WHAT YOU NEED TO DO — Below is a set of entries. Reproduce exactly the lines from the one containing "Where can the beige" through the end, both included.

DATA SHOWN —

******

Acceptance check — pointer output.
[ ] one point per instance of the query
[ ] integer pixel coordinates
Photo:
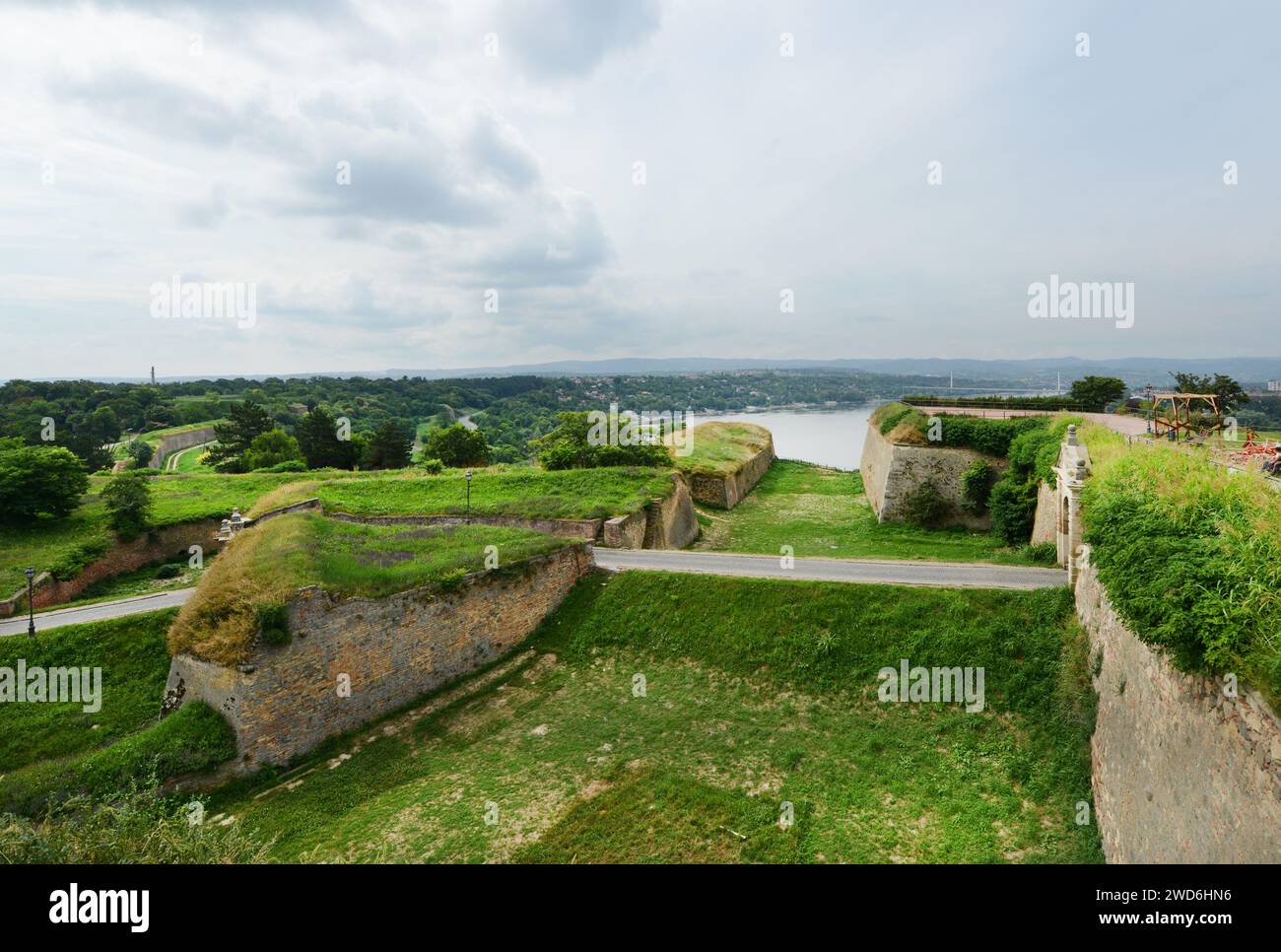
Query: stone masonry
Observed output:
(1181, 772)
(287, 700)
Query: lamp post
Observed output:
(31, 607)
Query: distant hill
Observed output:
(1037, 371)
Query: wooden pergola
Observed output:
(1174, 411)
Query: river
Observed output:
(827, 437)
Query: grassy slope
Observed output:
(757, 692)
(722, 447)
(135, 661)
(824, 512)
(268, 564)
(64, 546)
(519, 491)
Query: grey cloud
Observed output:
(560, 38)
(209, 213)
(564, 247)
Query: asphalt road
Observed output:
(99, 611)
(898, 573)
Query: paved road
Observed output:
(1128, 426)
(99, 611)
(900, 573)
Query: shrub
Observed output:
(128, 504)
(457, 446)
(270, 448)
(39, 481)
(135, 828)
(1190, 558)
(1013, 508)
(141, 452)
(1043, 553)
(977, 486)
(926, 507)
(287, 466)
(193, 738)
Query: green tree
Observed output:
(321, 441)
(88, 435)
(571, 447)
(1230, 392)
(270, 448)
(244, 423)
(38, 481)
(388, 447)
(141, 452)
(1097, 392)
(128, 504)
(456, 446)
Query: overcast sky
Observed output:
(495, 146)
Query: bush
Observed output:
(195, 738)
(128, 504)
(269, 449)
(926, 507)
(133, 828)
(287, 466)
(574, 446)
(1190, 558)
(977, 486)
(1042, 554)
(39, 481)
(457, 446)
(141, 452)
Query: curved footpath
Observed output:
(866, 571)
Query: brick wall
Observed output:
(892, 472)
(179, 441)
(170, 542)
(725, 491)
(670, 521)
(1181, 772)
(286, 700)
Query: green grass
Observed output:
(141, 581)
(718, 448)
(195, 738)
(155, 436)
(757, 694)
(1190, 556)
(135, 662)
(183, 499)
(268, 564)
(51, 751)
(519, 491)
(824, 512)
(60, 546)
(190, 460)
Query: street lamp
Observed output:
(31, 606)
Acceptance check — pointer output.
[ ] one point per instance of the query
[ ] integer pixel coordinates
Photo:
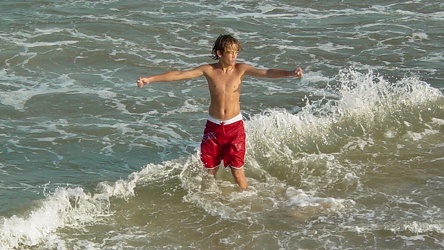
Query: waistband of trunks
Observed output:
(226, 122)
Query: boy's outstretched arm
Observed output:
(170, 76)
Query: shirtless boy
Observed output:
(224, 134)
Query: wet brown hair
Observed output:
(222, 43)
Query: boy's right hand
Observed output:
(142, 81)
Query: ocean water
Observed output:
(350, 156)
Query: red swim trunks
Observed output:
(223, 141)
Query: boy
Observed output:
(224, 134)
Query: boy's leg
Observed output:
(213, 171)
(239, 177)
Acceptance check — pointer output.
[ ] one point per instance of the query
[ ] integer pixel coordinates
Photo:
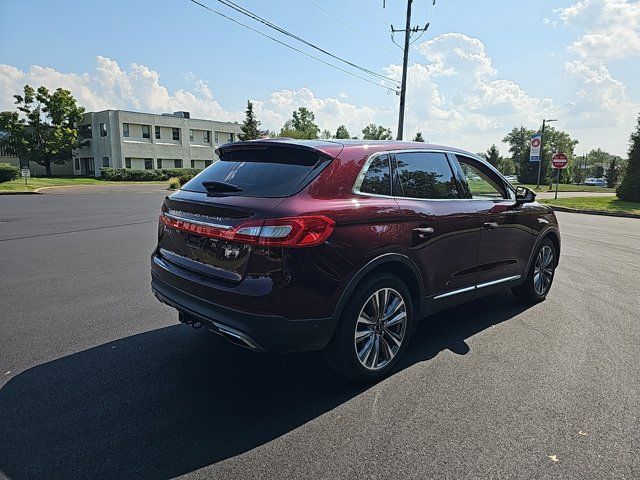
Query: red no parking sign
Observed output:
(559, 161)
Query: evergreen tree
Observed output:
(612, 173)
(629, 189)
(250, 125)
(342, 132)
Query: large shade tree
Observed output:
(43, 129)
(629, 189)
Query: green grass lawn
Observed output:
(603, 204)
(570, 188)
(35, 183)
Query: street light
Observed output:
(544, 122)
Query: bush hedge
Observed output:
(161, 175)
(8, 172)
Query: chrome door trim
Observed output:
(476, 287)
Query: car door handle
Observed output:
(490, 225)
(423, 231)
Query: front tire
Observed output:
(373, 331)
(540, 276)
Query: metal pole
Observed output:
(405, 61)
(544, 121)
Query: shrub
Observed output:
(161, 175)
(8, 172)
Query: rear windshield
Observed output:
(271, 171)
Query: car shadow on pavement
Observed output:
(170, 401)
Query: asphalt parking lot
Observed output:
(97, 379)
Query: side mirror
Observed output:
(525, 195)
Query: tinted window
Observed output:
(425, 175)
(482, 182)
(377, 180)
(272, 171)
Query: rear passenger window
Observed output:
(377, 180)
(424, 175)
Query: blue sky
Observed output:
(482, 67)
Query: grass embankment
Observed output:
(598, 204)
(34, 183)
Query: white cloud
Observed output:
(610, 28)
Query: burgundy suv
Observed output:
(286, 245)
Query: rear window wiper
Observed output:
(214, 188)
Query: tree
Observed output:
(493, 156)
(47, 133)
(612, 173)
(342, 132)
(302, 125)
(629, 189)
(519, 140)
(250, 130)
(376, 132)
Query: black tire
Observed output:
(341, 353)
(527, 292)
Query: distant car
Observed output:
(595, 182)
(342, 246)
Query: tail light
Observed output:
(306, 231)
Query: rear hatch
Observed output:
(199, 224)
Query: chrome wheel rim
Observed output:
(543, 270)
(380, 329)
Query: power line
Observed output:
(287, 45)
(281, 30)
(354, 29)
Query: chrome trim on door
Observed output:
(475, 287)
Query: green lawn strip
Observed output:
(35, 183)
(599, 204)
(564, 187)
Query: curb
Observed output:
(593, 212)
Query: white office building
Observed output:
(122, 139)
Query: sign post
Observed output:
(560, 162)
(25, 173)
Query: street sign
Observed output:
(536, 142)
(559, 161)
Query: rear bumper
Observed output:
(268, 333)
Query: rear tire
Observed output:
(540, 275)
(373, 330)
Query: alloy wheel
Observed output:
(380, 328)
(543, 270)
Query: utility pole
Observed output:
(405, 61)
(544, 122)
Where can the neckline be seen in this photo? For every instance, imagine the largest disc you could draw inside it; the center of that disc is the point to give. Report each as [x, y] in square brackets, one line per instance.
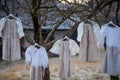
[37, 48]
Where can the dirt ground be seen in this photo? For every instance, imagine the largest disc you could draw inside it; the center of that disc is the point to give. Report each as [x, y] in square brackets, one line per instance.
[79, 70]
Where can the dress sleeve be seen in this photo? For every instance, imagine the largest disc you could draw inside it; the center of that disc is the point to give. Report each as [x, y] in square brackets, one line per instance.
[80, 31]
[27, 55]
[55, 48]
[20, 28]
[74, 48]
[96, 30]
[45, 58]
[102, 36]
[2, 23]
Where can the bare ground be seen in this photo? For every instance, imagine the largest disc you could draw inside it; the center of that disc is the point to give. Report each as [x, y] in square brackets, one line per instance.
[79, 70]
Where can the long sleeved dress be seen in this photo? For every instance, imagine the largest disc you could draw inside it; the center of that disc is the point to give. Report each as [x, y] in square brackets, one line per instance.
[39, 61]
[65, 49]
[88, 36]
[11, 31]
[111, 36]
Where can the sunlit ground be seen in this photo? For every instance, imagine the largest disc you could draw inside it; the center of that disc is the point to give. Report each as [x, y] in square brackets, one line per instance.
[79, 70]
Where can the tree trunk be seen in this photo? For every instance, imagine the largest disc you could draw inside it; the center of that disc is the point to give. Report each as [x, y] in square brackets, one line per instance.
[37, 39]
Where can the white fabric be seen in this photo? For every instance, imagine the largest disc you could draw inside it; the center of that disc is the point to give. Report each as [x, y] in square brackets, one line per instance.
[20, 28]
[112, 36]
[96, 29]
[80, 31]
[73, 46]
[18, 22]
[37, 56]
[2, 23]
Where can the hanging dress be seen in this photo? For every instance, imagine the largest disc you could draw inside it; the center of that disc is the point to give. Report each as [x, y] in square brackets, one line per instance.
[111, 64]
[39, 61]
[11, 31]
[88, 42]
[64, 60]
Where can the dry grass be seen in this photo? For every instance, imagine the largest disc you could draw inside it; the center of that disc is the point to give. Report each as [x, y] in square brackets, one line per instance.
[15, 73]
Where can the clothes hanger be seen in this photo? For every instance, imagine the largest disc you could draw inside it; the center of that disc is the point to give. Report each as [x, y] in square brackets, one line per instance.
[11, 16]
[87, 21]
[65, 38]
[37, 45]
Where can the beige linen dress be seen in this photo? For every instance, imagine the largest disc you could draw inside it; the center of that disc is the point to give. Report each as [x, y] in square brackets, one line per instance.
[88, 45]
[11, 31]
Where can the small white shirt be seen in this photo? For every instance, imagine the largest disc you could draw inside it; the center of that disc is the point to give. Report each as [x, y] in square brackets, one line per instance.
[37, 56]
[73, 47]
[112, 35]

******

FULL ANSWER —
Where can the beige linen dress be seen in this photo? For every instance, imagine the largest disc you could draw inside it; the center of that disc is the point to give. Report each as [x, y] in square brackets, one line per instance.
[88, 45]
[11, 31]
Where can the small white shirt be seen in this photo? For every instance, imagine the largest disc you could draw inside it; the center of that disc is the point to give. Report each as [x, y] in square brackets, one line per instance.
[37, 56]
[73, 47]
[112, 35]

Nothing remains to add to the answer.